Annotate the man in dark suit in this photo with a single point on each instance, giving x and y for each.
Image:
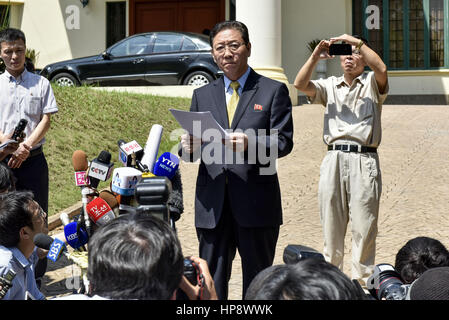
(238, 198)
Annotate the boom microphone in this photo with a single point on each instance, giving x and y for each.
(152, 146)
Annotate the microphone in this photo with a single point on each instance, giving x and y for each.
(18, 130)
(64, 217)
(111, 200)
(124, 181)
(129, 153)
(175, 199)
(152, 146)
(166, 165)
(100, 212)
(54, 246)
(100, 168)
(80, 165)
(6, 283)
(75, 235)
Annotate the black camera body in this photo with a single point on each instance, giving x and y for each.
(152, 195)
(386, 283)
(18, 130)
(294, 253)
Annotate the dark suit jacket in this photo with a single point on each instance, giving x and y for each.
(255, 199)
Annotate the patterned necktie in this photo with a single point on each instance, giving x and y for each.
(232, 104)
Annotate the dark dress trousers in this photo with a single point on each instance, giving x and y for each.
(237, 207)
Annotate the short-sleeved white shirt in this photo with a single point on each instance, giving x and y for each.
(29, 97)
(353, 113)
_ _ _ _ _ _ _
▶ INSTRUCTIONS FOR THE TASK: The whole listing, pictures excluded, should be output exactly.

▶ WRITTEN RESPONSE:
Annotate the man in dark suit in this photo with a single point on each instance, giving x and y for each.
Image:
(238, 198)
Annotate the boom microphone in this photo with a single point on each instance, giving x and y for each.
(152, 146)
Annotate the microphone in this photo with a single point on each instance, giving x and y for each.
(18, 130)
(64, 217)
(111, 200)
(124, 181)
(129, 153)
(175, 199)
(152, 146)
(166, 165)
(100, 212)
(54, 246)
(100, 168)
(80, 165)
(6, 283)
(75, 235)
Annotate the black camera body in this photo with a single point on each instance, giving x and y for each.
(152, 195)
(386, 283)
(18, 130)
(294, 253)
Annotate the dark suit jacket in this photo with a single point on each instance, giving x and y for each.
(255, 199)
Annotate the patterned necktie in this photo with a single point on each instance, giving x and y for each.
(232, 104)
Annotate the dark dress trousers in this photo with a single point on each instance, giving x and y for each.
(237, 207)
Annotate the short-sleeved white shirt in this photo with a single point on each instance, giving x and y for each.
(29, 97)
(353, 113)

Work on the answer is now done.